● INSTRUCTIONS FOR THE TASK
Word for word, return the lines below from the first through the line that has "of the chin", dropping the pictures.

● THE DATA
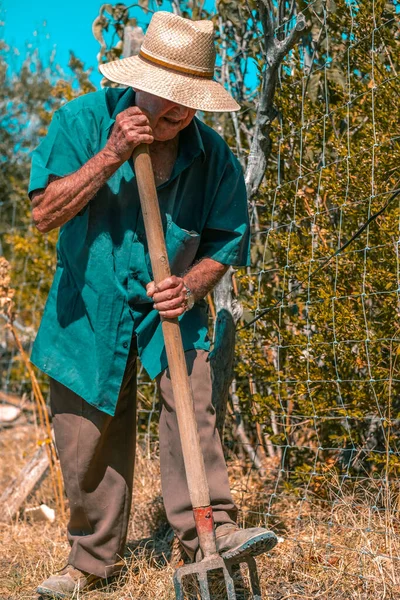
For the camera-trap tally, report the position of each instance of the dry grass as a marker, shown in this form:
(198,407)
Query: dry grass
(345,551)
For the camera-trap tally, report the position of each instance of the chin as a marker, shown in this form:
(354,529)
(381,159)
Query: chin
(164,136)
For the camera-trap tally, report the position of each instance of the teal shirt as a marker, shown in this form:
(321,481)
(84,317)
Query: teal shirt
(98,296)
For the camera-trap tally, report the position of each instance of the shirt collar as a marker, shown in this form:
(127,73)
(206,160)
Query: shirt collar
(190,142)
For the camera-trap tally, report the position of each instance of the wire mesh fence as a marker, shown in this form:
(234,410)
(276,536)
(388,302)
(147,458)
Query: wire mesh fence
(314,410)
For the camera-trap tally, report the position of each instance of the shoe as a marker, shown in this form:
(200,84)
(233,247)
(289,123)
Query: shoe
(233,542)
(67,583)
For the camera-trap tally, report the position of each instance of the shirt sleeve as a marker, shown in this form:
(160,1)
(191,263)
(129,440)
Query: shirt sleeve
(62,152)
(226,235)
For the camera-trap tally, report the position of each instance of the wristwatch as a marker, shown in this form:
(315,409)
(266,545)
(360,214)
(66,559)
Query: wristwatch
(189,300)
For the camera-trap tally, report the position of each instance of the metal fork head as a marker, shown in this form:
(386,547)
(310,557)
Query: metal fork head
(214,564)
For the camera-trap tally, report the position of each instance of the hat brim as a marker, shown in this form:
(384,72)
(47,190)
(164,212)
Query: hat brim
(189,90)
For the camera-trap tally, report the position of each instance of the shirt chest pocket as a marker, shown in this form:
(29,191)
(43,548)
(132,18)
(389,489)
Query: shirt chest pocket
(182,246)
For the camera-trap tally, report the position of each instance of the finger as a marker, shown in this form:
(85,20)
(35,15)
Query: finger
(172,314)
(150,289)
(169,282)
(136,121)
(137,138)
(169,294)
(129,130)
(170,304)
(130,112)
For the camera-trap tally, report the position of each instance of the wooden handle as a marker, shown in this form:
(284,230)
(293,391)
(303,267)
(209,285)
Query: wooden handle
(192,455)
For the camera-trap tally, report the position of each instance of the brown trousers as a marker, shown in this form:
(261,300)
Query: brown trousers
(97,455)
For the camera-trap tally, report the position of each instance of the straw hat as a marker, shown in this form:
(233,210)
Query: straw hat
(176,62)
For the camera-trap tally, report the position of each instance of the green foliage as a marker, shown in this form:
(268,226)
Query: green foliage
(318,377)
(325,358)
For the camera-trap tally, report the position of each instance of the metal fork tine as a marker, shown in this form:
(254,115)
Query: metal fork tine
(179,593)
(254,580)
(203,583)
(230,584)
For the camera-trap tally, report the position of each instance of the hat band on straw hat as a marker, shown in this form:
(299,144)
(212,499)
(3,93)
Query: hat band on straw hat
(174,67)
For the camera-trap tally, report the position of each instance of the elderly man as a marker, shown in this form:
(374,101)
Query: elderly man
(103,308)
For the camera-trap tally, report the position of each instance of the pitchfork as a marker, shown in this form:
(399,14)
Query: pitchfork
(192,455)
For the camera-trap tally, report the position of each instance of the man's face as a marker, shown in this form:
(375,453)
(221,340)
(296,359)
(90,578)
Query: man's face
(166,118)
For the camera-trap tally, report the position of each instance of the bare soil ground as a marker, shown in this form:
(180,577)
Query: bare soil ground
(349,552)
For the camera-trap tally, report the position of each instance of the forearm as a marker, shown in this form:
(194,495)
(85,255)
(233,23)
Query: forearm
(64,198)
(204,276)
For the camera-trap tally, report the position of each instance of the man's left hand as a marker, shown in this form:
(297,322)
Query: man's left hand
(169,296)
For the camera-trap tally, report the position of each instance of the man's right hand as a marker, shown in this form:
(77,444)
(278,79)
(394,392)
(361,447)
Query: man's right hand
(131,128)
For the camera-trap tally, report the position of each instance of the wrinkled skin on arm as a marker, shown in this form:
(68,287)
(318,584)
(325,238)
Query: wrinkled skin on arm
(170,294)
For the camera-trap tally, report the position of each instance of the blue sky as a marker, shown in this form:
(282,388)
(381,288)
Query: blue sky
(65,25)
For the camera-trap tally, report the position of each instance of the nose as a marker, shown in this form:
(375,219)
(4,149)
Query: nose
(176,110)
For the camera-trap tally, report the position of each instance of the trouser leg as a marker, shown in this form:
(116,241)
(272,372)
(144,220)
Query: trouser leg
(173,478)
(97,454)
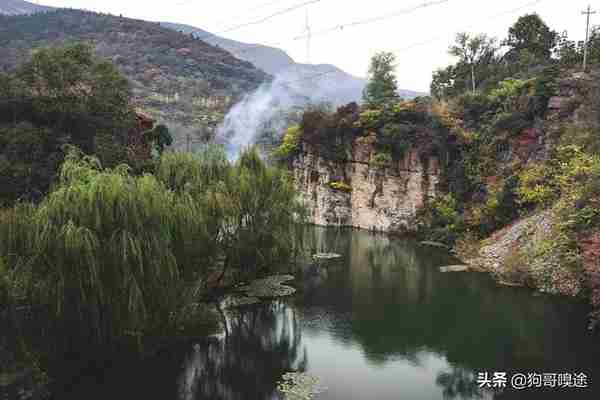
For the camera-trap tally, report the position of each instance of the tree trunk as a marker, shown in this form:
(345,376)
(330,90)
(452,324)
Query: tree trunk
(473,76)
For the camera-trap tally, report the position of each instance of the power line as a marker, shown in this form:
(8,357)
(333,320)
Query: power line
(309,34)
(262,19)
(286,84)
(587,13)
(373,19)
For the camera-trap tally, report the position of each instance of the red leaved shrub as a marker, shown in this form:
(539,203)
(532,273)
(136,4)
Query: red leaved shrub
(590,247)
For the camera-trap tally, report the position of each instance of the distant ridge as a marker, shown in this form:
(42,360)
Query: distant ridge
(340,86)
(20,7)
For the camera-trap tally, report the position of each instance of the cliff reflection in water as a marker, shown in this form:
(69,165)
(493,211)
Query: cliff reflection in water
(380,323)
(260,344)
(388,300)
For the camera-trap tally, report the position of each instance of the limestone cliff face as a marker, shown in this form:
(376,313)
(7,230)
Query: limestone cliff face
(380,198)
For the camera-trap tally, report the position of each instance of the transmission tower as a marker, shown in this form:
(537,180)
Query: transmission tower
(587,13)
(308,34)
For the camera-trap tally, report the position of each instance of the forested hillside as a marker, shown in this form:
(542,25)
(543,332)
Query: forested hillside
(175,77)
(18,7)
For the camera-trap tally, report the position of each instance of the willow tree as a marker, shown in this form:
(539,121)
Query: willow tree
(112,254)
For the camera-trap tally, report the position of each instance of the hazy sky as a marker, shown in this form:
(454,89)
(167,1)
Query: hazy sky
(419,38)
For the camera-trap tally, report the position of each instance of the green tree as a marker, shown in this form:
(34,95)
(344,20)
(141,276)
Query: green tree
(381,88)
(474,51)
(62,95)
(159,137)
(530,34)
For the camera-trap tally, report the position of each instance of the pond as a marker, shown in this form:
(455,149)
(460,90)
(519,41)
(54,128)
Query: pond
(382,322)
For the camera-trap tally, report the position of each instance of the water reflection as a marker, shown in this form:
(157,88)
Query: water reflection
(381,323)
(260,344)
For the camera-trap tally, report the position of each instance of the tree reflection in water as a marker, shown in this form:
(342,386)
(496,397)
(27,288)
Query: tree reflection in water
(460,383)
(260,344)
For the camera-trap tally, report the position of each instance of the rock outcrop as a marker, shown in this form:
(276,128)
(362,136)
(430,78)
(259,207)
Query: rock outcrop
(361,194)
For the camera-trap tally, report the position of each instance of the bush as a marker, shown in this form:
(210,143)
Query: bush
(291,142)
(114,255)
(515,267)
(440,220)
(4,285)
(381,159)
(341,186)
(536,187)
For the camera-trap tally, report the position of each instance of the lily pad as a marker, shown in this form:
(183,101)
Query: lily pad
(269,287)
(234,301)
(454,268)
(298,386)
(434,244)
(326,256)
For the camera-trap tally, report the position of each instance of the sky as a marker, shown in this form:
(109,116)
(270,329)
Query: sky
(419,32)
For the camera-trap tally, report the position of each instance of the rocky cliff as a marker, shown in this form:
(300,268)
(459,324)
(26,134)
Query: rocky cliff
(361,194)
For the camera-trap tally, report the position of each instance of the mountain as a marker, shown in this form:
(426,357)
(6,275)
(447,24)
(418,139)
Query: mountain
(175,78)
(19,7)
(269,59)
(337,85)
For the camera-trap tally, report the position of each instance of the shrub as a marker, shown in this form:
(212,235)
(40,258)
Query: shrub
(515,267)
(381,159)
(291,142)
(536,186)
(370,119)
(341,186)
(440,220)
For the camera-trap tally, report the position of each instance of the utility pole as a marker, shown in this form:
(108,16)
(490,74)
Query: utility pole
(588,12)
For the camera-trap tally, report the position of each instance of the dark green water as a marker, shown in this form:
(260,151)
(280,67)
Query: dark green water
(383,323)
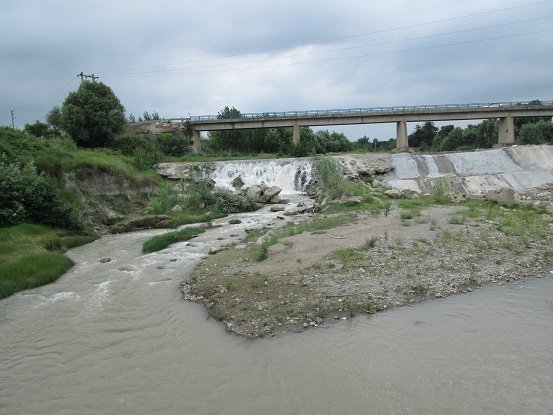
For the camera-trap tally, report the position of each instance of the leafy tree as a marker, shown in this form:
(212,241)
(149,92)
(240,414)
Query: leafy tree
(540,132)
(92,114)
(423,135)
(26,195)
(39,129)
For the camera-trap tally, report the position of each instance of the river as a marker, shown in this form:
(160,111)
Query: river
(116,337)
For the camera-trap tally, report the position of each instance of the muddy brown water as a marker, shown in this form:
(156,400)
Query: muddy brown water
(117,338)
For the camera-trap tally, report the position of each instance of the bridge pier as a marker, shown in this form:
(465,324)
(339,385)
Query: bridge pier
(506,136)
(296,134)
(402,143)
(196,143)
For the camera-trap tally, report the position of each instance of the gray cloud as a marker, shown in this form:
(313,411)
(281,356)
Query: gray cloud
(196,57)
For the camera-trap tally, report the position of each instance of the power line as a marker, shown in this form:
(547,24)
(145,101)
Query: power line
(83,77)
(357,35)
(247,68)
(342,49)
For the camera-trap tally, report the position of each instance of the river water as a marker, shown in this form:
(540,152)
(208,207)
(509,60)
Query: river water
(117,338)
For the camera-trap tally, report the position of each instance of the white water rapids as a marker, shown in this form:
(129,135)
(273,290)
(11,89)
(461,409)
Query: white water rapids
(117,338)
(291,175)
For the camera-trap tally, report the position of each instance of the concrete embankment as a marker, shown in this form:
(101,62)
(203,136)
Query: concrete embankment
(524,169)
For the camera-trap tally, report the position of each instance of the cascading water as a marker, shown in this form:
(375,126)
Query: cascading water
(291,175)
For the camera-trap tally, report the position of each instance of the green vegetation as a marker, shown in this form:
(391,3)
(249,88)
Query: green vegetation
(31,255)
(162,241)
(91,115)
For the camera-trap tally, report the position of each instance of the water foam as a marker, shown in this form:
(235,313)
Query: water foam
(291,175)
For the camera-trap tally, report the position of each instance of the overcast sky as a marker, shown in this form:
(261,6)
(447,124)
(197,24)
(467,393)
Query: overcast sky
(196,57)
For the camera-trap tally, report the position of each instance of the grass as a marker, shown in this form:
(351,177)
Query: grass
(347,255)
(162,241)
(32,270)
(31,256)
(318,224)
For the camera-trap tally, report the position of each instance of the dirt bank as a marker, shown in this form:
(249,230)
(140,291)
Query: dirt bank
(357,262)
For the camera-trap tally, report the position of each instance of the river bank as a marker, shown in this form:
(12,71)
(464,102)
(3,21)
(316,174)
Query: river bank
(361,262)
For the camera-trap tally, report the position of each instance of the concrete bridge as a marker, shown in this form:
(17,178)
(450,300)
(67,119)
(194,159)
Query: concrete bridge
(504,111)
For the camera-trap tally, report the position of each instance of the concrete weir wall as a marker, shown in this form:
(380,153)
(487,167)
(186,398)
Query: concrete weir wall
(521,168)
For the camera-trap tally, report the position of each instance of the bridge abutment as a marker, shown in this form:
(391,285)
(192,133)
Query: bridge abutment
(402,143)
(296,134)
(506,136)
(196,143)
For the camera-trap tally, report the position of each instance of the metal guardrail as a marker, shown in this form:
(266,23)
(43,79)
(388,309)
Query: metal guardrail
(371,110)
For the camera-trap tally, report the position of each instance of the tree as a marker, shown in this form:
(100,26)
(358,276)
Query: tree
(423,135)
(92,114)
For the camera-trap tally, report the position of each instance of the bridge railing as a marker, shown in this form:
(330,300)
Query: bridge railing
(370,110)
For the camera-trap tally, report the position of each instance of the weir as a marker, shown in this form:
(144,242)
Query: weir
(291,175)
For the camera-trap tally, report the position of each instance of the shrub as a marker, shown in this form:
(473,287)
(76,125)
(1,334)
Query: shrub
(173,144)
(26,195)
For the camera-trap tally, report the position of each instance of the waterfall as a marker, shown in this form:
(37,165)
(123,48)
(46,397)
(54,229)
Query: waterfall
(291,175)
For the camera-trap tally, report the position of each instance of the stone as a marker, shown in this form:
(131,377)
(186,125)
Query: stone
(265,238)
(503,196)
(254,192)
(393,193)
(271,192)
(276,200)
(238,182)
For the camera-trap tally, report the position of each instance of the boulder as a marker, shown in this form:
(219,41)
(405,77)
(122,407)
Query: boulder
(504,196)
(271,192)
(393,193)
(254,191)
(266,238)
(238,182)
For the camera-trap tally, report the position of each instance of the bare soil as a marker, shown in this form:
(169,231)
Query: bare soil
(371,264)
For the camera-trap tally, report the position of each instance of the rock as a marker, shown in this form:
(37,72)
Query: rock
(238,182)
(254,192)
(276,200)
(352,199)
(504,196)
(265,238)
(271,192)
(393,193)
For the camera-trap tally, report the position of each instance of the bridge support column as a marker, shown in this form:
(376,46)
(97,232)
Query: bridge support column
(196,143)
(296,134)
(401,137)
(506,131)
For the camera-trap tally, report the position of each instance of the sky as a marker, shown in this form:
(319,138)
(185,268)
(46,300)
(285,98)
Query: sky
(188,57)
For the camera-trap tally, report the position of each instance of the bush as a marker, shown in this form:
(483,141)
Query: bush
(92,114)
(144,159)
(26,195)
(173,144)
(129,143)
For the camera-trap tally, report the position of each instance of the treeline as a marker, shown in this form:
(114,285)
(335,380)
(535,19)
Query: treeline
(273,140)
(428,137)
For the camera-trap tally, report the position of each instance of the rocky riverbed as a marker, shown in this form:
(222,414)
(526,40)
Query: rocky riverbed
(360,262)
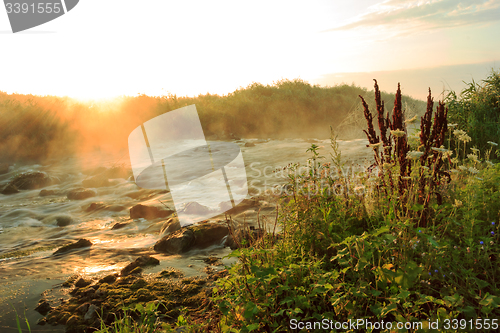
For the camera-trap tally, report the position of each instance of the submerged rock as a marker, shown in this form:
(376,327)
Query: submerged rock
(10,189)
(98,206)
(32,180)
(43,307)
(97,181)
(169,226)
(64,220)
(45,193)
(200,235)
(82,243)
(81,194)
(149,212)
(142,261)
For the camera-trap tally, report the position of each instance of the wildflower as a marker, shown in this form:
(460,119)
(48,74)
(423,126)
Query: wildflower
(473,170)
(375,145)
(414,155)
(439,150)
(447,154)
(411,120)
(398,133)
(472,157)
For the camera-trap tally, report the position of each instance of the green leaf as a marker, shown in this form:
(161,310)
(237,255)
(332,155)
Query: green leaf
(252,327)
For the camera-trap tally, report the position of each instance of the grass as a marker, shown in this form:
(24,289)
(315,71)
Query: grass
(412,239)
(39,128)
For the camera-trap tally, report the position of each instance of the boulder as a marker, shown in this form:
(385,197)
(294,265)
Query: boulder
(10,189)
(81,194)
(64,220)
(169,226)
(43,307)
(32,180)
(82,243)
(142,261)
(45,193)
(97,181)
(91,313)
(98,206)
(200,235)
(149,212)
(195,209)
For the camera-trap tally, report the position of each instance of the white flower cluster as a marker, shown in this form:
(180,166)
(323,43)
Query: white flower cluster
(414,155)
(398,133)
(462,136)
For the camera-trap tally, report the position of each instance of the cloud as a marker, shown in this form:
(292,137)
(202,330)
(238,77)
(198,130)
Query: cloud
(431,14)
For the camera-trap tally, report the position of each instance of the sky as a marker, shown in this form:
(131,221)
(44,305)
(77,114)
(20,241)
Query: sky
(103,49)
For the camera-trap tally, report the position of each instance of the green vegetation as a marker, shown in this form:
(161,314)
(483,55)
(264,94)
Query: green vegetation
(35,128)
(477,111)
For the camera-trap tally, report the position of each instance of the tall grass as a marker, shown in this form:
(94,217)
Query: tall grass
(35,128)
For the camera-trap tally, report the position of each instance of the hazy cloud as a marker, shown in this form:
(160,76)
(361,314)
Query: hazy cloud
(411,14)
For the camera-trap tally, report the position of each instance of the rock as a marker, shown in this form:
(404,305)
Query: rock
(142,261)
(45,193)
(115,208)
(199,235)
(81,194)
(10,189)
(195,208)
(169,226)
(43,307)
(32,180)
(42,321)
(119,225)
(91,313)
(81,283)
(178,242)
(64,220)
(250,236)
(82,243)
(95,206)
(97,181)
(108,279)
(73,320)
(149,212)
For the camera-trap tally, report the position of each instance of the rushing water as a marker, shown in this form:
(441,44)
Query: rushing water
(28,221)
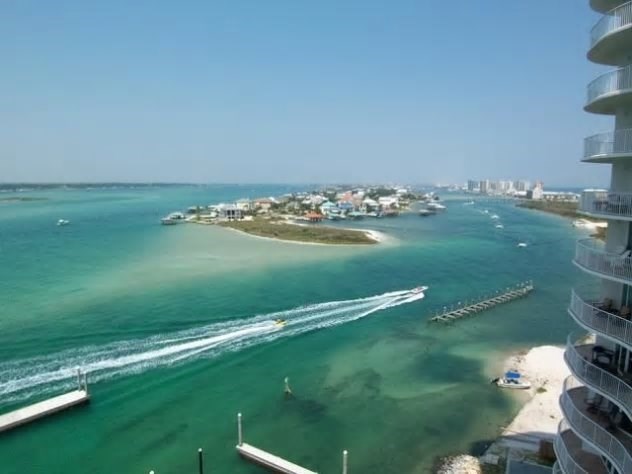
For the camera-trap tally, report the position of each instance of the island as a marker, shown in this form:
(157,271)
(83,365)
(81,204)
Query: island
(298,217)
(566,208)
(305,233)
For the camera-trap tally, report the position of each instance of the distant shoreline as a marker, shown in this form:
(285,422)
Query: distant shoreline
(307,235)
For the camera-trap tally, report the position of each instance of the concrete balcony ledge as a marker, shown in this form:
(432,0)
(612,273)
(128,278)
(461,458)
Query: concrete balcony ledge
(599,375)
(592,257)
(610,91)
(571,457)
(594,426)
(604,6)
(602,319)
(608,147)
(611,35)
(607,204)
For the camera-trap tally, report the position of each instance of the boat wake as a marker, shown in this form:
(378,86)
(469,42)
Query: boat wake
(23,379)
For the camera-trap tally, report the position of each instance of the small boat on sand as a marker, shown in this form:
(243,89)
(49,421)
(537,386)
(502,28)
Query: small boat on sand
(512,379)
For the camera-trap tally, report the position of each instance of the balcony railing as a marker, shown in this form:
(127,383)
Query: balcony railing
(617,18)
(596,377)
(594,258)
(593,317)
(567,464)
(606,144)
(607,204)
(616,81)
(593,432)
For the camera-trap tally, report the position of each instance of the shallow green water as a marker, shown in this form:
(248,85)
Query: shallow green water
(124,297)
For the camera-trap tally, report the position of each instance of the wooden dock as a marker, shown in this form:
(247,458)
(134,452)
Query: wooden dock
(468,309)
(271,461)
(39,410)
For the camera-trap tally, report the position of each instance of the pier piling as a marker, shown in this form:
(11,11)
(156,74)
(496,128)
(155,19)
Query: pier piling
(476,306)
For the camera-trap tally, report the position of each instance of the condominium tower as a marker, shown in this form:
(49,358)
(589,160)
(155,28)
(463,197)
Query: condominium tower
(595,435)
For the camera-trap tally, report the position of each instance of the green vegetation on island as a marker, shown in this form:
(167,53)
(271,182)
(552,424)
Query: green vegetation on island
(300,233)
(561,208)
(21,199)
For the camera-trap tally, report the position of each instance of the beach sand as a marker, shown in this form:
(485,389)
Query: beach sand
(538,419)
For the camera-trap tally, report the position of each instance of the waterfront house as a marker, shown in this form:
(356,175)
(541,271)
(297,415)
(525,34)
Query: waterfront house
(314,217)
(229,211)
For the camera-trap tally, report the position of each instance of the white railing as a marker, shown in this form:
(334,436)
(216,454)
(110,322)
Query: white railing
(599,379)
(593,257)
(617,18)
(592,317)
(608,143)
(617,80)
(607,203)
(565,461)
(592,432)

● TASK SOLUTION
For the camera-trap tally, report the position of each instance of the dry grass as a marker, shown in this form:
(198,407)
Query: dry grass
(345,551)
For the camera-trap tally, report the position of each instance of the chin as a marker, shown in this form:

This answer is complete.